◆ **Aim of the exercise**
Give all of the lines again, with nothing added or dropped.

(Position annotation records)
========================================
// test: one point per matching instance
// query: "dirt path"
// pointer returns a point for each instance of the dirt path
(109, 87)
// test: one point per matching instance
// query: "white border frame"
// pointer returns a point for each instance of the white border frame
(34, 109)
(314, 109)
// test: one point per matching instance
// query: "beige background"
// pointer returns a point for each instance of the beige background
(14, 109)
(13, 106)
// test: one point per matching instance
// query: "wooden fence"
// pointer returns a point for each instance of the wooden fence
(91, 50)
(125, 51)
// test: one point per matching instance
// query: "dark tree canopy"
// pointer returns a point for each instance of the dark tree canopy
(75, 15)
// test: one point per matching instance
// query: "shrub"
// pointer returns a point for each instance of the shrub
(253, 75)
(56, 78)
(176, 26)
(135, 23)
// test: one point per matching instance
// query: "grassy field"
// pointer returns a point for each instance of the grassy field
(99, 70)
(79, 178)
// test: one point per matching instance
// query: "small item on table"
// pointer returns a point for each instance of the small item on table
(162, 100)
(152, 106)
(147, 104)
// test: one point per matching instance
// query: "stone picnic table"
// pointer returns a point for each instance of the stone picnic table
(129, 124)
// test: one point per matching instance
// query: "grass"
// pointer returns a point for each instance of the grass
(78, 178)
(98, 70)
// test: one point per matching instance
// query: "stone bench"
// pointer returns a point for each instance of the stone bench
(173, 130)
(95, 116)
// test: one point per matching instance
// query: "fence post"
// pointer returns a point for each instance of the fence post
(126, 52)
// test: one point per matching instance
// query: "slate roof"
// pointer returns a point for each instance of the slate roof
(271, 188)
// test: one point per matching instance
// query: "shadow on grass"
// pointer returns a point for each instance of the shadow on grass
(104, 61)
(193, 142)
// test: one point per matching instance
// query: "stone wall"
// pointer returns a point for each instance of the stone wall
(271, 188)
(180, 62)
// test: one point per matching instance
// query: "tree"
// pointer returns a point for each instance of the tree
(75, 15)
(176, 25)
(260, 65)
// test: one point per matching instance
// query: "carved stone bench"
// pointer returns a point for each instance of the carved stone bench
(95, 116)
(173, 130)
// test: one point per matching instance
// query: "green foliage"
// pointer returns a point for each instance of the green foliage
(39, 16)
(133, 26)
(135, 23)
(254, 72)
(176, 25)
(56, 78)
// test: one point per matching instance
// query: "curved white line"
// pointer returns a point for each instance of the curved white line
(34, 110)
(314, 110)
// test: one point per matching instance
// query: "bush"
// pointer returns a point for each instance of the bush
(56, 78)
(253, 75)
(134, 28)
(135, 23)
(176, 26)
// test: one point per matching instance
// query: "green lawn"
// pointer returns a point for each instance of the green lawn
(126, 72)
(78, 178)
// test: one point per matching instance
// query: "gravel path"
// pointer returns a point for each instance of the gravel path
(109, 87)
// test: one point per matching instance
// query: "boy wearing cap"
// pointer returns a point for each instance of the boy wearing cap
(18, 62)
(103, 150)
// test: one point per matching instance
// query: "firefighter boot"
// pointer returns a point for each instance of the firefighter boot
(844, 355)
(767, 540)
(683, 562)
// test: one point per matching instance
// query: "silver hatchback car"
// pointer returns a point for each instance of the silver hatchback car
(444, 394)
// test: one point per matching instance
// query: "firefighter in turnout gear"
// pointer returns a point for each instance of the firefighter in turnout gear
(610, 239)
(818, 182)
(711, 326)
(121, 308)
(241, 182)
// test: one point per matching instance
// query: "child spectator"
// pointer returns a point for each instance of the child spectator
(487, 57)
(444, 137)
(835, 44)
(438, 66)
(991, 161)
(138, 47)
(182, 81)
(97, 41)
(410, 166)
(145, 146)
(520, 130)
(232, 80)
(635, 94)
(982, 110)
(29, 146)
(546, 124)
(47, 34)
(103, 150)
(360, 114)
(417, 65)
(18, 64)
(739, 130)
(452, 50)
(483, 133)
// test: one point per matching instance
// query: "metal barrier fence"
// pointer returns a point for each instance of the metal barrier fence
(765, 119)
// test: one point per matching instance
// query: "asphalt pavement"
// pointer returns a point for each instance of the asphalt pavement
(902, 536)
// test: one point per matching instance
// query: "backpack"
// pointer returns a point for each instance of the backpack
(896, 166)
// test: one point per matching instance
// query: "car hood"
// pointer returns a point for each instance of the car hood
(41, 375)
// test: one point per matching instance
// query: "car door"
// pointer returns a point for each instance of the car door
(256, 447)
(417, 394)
========================================
◆ **Answer to the exercise**
// test: one point per matching instance
// query: "dirt path"
// pointer returns a point for each instance of the dirt path
(109, 87)
// test: one point per matching instance
// query: "white border frame"
// pointer returns a point for each instance of the white border frame
(34, 109)
(314, 109)
// test: one point per matching instance
// query: "beige background"
// pointer returns a point for each instance of the beige background
(14, 109)
(13, 106)
// test: one point per matching instance
// query: "wooden fence"
// pointer returns a point for each instance of the wooden fence
(91, 50)
(125, 51)
// test: one point per matching instance
// query: "dark tree canopy"
// pointer returns a point for each instance of the dark tree canopy
(75, 15)
// test: one point per matching instance
// query: "shrub"
// pointer returns a point for each instance of the shrub
(253, 75)
(56, 78)
(176, 26)
(135, 23)
// test: one point per matching instance
// query: "grassy field"
// pointer returns a point for each instance of the grassy field
(99, 70)
(79, 178)
// test: one point per matching instance
// query: "small item on table"
// pointer returns a point for each instance of the small item on table
(162, 100)
(152, 106)
(147, 104)
// test: one point per matching instance
// query: "stone picnic table"
// pointer returns a point for each instance of the stone picnic table
(129, 124)
// test: one point per matching instance
// query: "grass"
// pointer returns a point for each instance of the grass
(78, 178)
(98, 70)
// test: one point per matching instance
// query: "stone bench"
// pointer returns a point for each instance of the stone bench
(173, 130)
(95, 116)
// test: one point per matching instance
// query: "fence post"
// pointer returns a point for each instance of the fence post
(126, 52)
// test: one point per matching instance
// query: "slate roof"
// pointer returns a point for each instance of the slate roof
(271, 188)
// test: one point per matching instance
// query: "shadow on grass"
// pointer returns a point for each instance of the shadow on grass
(104, 61)
(193, 142)
// test: one point per matching instance
// query: "stone wall"
// pointer returns a point for each instance of the stone wall
(271, 188)
(180, 62)
// test: one point per matching instance
// query: "tree"
// pointer returns a point for each instance of the tree
(75, 15)
(176, 25)
(260, 65)
// test: one point per matching instance
// query: "carved stone bench"
// pointer returns a point for each instance of the carved stone bench
(95, 116)
(173, 130)
// test: one point per matching instance
// query: "green foliage"
// pointer returns a point for each instance of the green foliage
(39, 16)
(133, 26)
(135, 23)
(254, 72)
(176, 25)
(56, 78)
// test: one point per matching instance
// query: "curved white line"
// pointer returns a point for each instance of the curved white line
(34, 110)
(314, 110)
// test: one point per matching instance
// query: "bush"
// pointer returns a point for each instance of the bush
(56, 78)
(253, 75)
(134, 28)
(135, 23)
(176, 26)
// test: one point per matching instance
// query: "green lawn"
// pointer returns a point for each instance of the green lawn
(126, 72)
(78, 178)
// test: one point per matching instance
// query: "gravel path"
// pointer returns a point for each instance of the gravel path
(109, 87)
// test: one point per matching instance
// query: "boy wearing cap"
// pointer returns a point for each instance of the boy wearing cap
(18, 62)
(103, 150)
// test: one point per matching instance
// query: "firefighter boot"
// pointer returns a point for each instance of the firefighter boot
(844, 355)
(767, 540)
(683, 562)
// test: one point per matching instance
// query: "silver hatchback car"
// pointer returns a point for each instance of the silver hatchback car
(444, 394)
// test: one point per matching instance
// query: "firefighter in turnout gear"
// pointer returns a point for each instance of the firefighter in turnout gear
(610, 239)
(818, 182)
(711, 326)
(121, 308)
(241, 182)
// test: one point per matching instance
// query: "child spectator"
// pointer returns a point for each instance of the child spectator
(487, 57)
(444, 137)
(835, 44)
(438, 66)
(991, 161)
(138, 47)
(182, 81)
(97, 41)
(410, 166)
(145, 146)
(520, 130)
(232, 80)
(635, 94)
(982, 110)
(29, 146)
(546, 124)
(47, 34)
(103, 150)
(360, 114)
(417, 65)
(18, 64)
(739, 130)
(452, 50)
(483, 133)
// test: one point per matching instance
// query: "metal barrier fence"
// pointer returns a point for each instance of the metal barrier fence
(765, 119)
// test: one point per matching instance
// query: "asphalt pavement"
// pointer returns a point for each instance of the asphalt pavement
(902, 536)
// test: one point per matching instance
// query: "backpack"
// pointer returns a point for each instance of the backpack
(896, 166)
// test: one point per matching instance
// query: "car hood"
// pointer returns a point for each instance of the car hood
(41, 375)
// test: one point per matching instance
// query: "car door"
// pointer returns a point for each instance of the car door
(256, 447)
(417, 394)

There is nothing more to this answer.